**GOAL**
Return the listing below line for line, with every character unchanged.

**RECORDS**
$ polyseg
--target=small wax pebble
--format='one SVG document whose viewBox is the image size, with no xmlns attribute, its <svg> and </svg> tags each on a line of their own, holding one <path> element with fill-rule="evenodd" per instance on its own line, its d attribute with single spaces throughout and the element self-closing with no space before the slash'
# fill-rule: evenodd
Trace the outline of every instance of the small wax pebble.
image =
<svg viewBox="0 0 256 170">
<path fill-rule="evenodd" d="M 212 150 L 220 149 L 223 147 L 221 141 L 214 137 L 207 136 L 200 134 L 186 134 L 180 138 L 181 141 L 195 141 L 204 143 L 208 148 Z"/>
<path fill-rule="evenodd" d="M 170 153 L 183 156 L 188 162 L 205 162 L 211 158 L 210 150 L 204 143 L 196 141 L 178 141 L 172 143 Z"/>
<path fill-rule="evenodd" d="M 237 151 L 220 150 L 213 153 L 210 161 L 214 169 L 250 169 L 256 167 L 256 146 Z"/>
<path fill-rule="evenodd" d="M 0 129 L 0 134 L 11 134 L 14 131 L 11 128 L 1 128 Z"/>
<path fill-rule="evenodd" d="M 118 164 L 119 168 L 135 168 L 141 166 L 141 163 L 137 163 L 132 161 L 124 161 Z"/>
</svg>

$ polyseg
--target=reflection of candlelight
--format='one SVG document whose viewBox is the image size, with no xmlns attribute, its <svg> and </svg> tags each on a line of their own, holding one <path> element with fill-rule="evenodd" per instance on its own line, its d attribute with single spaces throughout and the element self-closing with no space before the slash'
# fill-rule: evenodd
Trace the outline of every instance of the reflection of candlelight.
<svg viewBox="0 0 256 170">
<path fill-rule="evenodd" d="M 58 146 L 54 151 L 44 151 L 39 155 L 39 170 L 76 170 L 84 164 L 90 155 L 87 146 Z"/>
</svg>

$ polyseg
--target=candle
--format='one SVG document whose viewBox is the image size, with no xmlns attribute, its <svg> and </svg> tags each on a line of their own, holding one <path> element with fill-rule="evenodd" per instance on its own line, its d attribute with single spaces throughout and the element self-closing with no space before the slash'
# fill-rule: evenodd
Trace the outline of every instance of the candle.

**REPLY**
$ polyseg
--target=small wax pebble
--format='one SVG document whose viewBox is the image size, with no xmlns attribute, its <svg> and </svg> tags each on a line of their own, holding one <path> element with fill-rule="evenodd" per instance on its own line, its d attribute with single spaces throughout and the element self-closing with no space before the slash'
# fill-rule: evenodd
Trace the outline of every instance of the small wax pebble.
image =
<svg viewBox="0 0 256 170">
<path fill-rule="evenodd" d="M 212 150 L 220 149 L 223 147 L 221 141 L 214 137 L 207 136 L 200 134 L 186 134 L 180 138 L 181 141 L 195 141 L 204 143 L 208 148 Z"/>
<path fill-rule="evenodd" d="M 170 153 L 183 156 L 188 162 L 205 162 L 211 158 L 210 150 L 204 143 L 196 141 L 178 141 L 172 143 Z"/>
<path fill-rule="evenodd" d="M 237 151 L 220 150 L 213 153 L 210 161 L 214 169 L 250 169 L 256 167 L 256 146 Z"/>
<path fill-rule="evenodd" d="M 0 129 L 0 134 L 11 134 L 14 131 L 11 128 L 1 128 Z"/>
<path fill-rule="evenodd" d="M 118 164 L 119 168 L 135 168 L 141 166 L 141 163 L 137 163 L 132 161 L 124 161 Z"/>
</svg>

$ polyseg
--target=reflection of candlelight
--format='one SVG document whose viewBox is the image size, with no xmlns attribute, its <svg> and </svg> tags each on a line of their own, holding one <path> element with fill-rule="evenodd" per instance on its own line, its d attribute with single spaces throughout and the element self-closing with no space before the slash'
# fill-rule: evenodd
Trace the outline of every instance of the reflection of candlelight.
<svg viewBox="0 0 256 170">
<path fill-rule="evenodd" d="M 58 146 L 54 151 L 44 151 L 39 155 L 39 170 L 76 170 L 84 164 L 90 155 L 87 146 Z"/>
</svg>

$ polyseg
--target=candle
--format='one SVG document whose viewBox is the image size, with no xmlns attribute, its <svg> and </svg> tags each on a line of their own, holding one <path> element with fill-rule="evenodd" per instance on its own line, its d attribute with single spaces throughout and the element self-closing with no space before the slash'
# fill-rule: evenodd
Trace the outline of every instance of the candle.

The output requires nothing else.